[[ Data for the task open ]]

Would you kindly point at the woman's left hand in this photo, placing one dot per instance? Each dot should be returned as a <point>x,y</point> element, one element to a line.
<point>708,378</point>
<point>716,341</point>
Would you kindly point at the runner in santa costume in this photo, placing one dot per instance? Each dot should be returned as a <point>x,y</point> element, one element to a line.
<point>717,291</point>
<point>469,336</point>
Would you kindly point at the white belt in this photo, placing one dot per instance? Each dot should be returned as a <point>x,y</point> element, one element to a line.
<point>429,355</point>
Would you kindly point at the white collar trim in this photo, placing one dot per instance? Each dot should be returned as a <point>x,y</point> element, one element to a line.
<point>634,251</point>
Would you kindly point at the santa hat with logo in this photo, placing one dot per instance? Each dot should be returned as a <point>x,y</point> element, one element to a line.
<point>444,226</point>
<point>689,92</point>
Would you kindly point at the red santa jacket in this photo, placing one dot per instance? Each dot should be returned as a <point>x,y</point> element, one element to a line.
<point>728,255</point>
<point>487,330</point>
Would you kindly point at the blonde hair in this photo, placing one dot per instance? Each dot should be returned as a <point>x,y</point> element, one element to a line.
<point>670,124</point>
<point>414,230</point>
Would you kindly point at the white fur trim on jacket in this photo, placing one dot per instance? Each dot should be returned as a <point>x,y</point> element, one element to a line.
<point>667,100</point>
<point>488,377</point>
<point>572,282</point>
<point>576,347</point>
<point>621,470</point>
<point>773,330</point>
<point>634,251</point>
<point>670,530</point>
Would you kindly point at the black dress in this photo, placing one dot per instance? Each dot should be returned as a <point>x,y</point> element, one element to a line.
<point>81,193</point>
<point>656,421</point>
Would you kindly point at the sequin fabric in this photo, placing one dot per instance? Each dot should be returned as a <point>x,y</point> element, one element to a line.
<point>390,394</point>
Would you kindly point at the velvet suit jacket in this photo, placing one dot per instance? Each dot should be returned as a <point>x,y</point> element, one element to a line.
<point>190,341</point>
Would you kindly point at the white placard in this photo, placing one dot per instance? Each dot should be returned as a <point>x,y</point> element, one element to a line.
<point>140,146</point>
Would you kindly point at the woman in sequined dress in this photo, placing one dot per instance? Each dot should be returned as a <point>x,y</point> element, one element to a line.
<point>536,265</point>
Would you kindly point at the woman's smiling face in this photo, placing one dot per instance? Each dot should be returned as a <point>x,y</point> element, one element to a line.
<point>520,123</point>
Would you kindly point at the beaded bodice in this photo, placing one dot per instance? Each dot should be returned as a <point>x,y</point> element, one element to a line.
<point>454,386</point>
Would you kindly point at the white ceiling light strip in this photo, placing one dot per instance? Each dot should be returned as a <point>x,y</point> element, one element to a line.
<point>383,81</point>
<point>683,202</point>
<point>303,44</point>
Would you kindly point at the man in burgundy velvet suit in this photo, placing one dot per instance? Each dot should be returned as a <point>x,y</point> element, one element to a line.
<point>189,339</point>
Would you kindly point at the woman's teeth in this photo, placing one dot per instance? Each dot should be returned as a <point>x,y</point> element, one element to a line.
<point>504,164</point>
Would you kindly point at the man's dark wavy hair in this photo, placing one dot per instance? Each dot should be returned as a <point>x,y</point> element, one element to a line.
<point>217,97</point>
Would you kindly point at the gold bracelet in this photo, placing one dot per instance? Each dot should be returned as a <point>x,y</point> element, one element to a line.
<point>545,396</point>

[[ Data for the task closed ]]

▶ _Description of the task_
Write the material out again word for word.

▶ _Expected answer_
Would you kindly point at the woman's left hand in this photo, placing one dot per instance? Each dot should be returned as a <point>x,y</point> element, one element to a line.
<point>708,378</point>
<point>716,341</point>
Would you kindly point at the runner in santa costume in this photo, placing one dot per instance? Each dot should be returned as a <point>x,y</point> element, one element to a line.
<point>717,291</point>
<point>469,336</point>
Would you kindly point at the white belt in this photo, placing one dot per instance? Each dot should be returned as a <point>x,y</point> element, one element to a line.
<point>429,355</point>
Would you kindly point at the white collar trim in this photo, placing one dot per instance? Each dot should be returned as a <point>x,y</point> element, one element to a line.
<point>634,251</point>
Would you kindly point at the santa hat with logo in this photo, placing one dot per instance? Each dot should be returned as a <point>x,y</point> element, one element to a line.
<point>444,226</point>
<point>689,92</point>
Would you kindly point at the red santa jacket in this photo, placing one dot per instance? Each dot should be returned as a <point>x,y</point> element, one element to a line.
<point>728,255</point>
<point>487,330</point>
Would you kindly point at the blonde hair in this photo, placing one dot per instance? Each dot should be returned as a <point>x,y</point> element, one element to a line.
<point>670,124</point>
<point>414,230</point>
Would you kindly point at the white fur trim on jacket in this photo, placing one dot per instance? Each dot should be returned as a <point>x,y</point> element, one element to a line.
<point>667,100</point>
<point>488,377</point>
<point>572,282</point>
<point>576,347</point>
<point>621,470</point>
<point>773,330</point>
<point>634,251</point>
<point>670,530</point>
Would you kindly point at the black dress in this photo, placing one dot per instance? Each dot should be returned as a <point>x,y</point> element, one element to a line.
<point>81,193</point>
<point>656,421</point>
Would you kindly point at the sequin fabric in this photo, placing one dot per instance? Each dot should be returned as a <point>x,y</point> element, one element to a line.
<point>390,394</point>
Would you kindly point at the velvet suit jacket in this photo, placing one dot per instance? Each dot should be returned as a <point>x,y</point> element, one element to a line.
<point>190,341</point>
Would you kindly point at the white placard in this photo, placing one dot per instance? Each dot should be returned as a <point>x,y</point> element, one element to a line.
<point>140,146</point>
Would you kindly point at the woman in sequined dress in this photo, placing one dot per instance? Each dot should be returned as a <point>x,y</point> element, one element to a line.
<point>536,265</point>
Would you kindly point at the woman's smiling face in this photo, placing one dot per instance? Each dot should be returned as a <point>x,y</point> element, one element to a line.
<point>520,123</point>
Would you kindly point at the beaded bodice in this photo, placing one dot per instance? Each dot should be returned as a <point>x,y</point> element, one element to a line.
<point>454,386</point>
Would you kindly point at the white ceiling light strip in this photo, placing one dot per instance? Each dot should be returned as a <point>x,y</point> element, one element to a line.
<point>383,81</point>
<point>683,202</point>
<point>303,44</point>
Would you kindly point at the man in burgundy velvet suit in this photo, placing one dot per instance? Each dot should be returned as a <point>x,y</point> element, one element to a line.
<point>189,339</point>
Would you kindly point at the woman's teeth in this photo, placing one dot per instance? Each dot should be returned as a <point>x,y</point> element, one element to a line.
<point>504,164</point>
Would you kindly point at the man's dark wavy hair in this photo, placing one dot per instance? Each dot should be returned as a <point>x,y</point> element, one element to a line.
<point>217,97</point>
Would you kindly point at the gold bracelet in this photo, placing one dot per instance? Each dot should be returned as a <point>x,y</point> element, one element to a line.
<point>545,396</point>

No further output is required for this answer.